• [Hedefiniz]: Aşağıdaki, çocuğun aile içinde duyduğu güveni ve olduğu hâliyle kabul görmesini anlatan yazıyı son cümlesinden sonra devam ettirin.

• [Belge alıntısı]:

Çocuğun ilk tadacağı duygu aile içinde “güven” duygusudur. Çocuk “Annem babam zarar veren, zorlayan, baskı yapan insanlar değil, beni olduğum hâlimle kabul ediyor, incitmiyor. Çevremiz de tıpkı onlar gibi” diye hissetmelidir. 

Emniyet hissinin oluşmasında aslında iki temel faktör vardır. Birincisi kişinin kendini var olduğu hâliyle ortaya koyabilmesi, ikincisi de bu hâl ile çevresi tarafından kabul edilmesidir. 

Evet, günümüz anne babaları çocuklarını seviyor, onlarla ilgileniyor. Fakat çok önemli bir şey eksik kalıyor. Çocuğu “o hâli” ile kabul etme… Çünkü çocuğun doğal bir şekilde var olması ayrı, ebeveynin bunu kabul etmesi apayrıdır.

(Kayıtlı veriler)
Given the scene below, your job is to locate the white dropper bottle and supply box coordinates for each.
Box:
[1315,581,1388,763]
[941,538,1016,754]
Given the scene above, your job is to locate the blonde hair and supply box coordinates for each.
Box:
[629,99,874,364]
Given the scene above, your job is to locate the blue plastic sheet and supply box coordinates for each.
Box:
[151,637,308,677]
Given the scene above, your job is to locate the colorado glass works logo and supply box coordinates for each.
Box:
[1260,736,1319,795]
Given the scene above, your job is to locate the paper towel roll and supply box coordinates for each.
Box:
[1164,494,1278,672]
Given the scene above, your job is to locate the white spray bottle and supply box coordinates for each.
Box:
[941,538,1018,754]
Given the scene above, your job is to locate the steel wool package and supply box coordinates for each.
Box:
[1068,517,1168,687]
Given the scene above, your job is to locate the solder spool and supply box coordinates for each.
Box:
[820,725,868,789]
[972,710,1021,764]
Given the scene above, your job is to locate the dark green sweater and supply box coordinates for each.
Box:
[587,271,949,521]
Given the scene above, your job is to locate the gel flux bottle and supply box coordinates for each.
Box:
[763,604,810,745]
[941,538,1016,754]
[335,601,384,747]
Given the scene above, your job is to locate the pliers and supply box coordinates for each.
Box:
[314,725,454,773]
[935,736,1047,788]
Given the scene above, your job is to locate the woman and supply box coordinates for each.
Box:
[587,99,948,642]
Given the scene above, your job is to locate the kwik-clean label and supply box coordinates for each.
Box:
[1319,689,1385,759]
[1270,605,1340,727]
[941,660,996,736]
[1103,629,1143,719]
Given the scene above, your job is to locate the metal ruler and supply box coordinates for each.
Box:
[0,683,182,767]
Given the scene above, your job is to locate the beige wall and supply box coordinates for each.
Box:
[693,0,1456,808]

• [Görev yanıtı]:
Ebeveynin çocuğun içinden geldiği gibi davranmasına tepki vermemesi, çoğu kez özgür bırakması onu olduğu şekilde kabul ettiği anlamına gelmez. Burada kilit nokta çocuğun duygularına, hislerine, düşüncelerine, hayallerine “eşlik etmek”, “eşduyum” gerçekleştirebilmektir. 

Mesela çocuk hayal kurar, bir yere gitmiş gelmiş gibi anlatır. Ebeveyn anlatımı “etkin” şekilde dinler, oğluyla-kızıyla aynı heyecanı iç dünyasında yaşarsa çocuğunu var olduğu hâliyle kabul etmiş olur. Çocuğun hayal ve anlatımlarına duygularıyla eşlik etmez, jest ve mimiklerini onunla eşgüdüm hâline getiremezse çocuğuna özgür bir ortam sunsa bile onunla bütünleşemez. 

Bunun ötesinde, ebeveyn çocuğun coşku dolu anlatımlarını eleştirel göz ve dudak hareketleriyle takip ediyor, duygusuz ve ruhsuz vaziyette ona sadece bakıyorsa anne baba açısından bu utanç verici bir durumdur.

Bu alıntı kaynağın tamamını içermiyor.